- Gösterilen Metin:
Güncel demokrasi tartışmaları, ağırlıklı olarak demokrasi “sonrası” bir duruma dair açılımlar sunma yarışındaki modernizm karşıtı ya da sonrası yaklaşımları içeriyor. Burada ise, demokrasi düşüncesinin, hatta doğrudan demokrasinin “ötesi”ne taşan bir tartışma dile getirilecek. Bu tartışmanın ana ekseni anarşizmdir.
Anarşistler çok geniş bir görüş yelpazesine sahip olmalarının yanı sıra, kimi zaman mantıksal akıl yürütmeyi de sekteye uğratır şekilde, sistematik çözümlemelere karşı çıkan bir düşünce tarzını benimserler.[1] Ancak bu çeşitlilik içerisinde, “anarşizm”den anlaşılması gereken ne Orhan Gencebay’ın biçimsel nihilizmi, ne de çArşı grubunun çember A’sında ifadesini bulan futbol fanatizmidir. Anarşizm, “modern” biçimiyle muhtemelen Laçiner’in betimlediği gibi “Aydınlanma’nın asi çocuğu” olarak doğmuştur.[2] Ancak, Stirner’ın “bireyci”liğinden Bakunin’in “bizci”liğine, Proudhon’un “karşılıkçı”lığından Kropotkin’in “özgeci”liğine çeşitlenen tarihselliği içerisinde farklı çağrışımları da barındırır.

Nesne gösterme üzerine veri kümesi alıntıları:
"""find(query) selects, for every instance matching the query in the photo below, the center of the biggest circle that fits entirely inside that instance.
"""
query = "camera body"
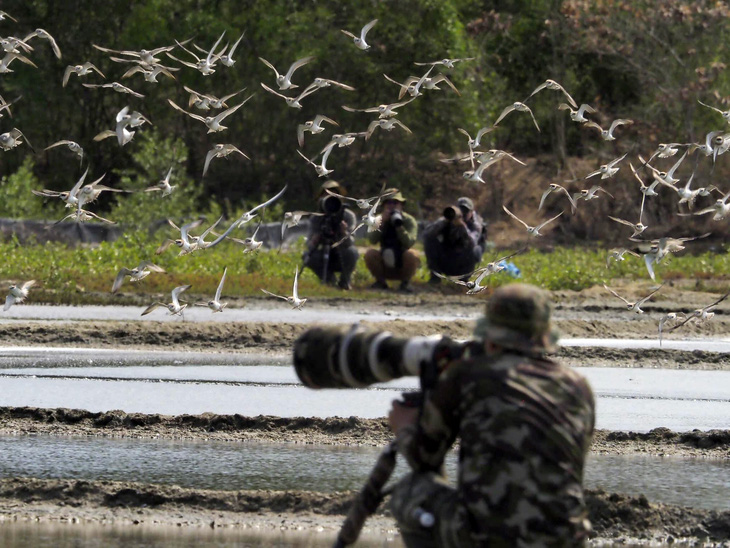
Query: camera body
(452, 212)
(333, 210)
(396, 217)
(331, 358)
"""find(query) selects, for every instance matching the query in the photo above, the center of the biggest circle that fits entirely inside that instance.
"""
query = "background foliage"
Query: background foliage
(648, 61)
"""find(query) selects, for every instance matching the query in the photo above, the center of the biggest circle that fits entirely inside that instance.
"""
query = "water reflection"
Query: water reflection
(627, 399)
(696, 483)
(23, 535)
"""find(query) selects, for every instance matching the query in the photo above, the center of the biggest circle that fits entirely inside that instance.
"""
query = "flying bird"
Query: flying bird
(140, 272)
(294, 300)
(173, 307)
(634, 306)
(313, 126)
(360, 40)
(216, 305)
(163, 185)
(553, 85)
(80, 70)
(607, 134)
(17, 294)
(220, 151)
(531, 230)
(284, 80)
(519, 107)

- Görevler:
1. Anarşizm üzerine metne göre Laçiner, anarşizmin modern biçimiyle ne olarak doğduğunu söyler?
2. Anarşizm üzerine metinde "Güncel demokrasi tartışmaları, ağırlıklı" ifadesinden "ana ekseni anarşizmdir." ifadesine kadar uzanan kısmı hiç değiştirmeden geri verin.
Kayıtlar, metinden bağımsız ayrı bir malzemedir.

- Görev Yanıtları:
1. "Aydınlanma’nın asi çocuğu" olarak.

2.
Güncel demokrasi tartışmaları, ağırlıklı olarak demokrasi “sonrası” bir duruma dair açılımlar sunma yarışındaki modernizm karşıtı ya da sonrası yaklaşımları içeriyor. Burada ise, demokrasi düşüncesinin, hatta doğrudan demokrasinin “ötesi”ne taşan bir tartışma dile getirilecek. Bu tartışmanın ana ekseni anarşizmdir.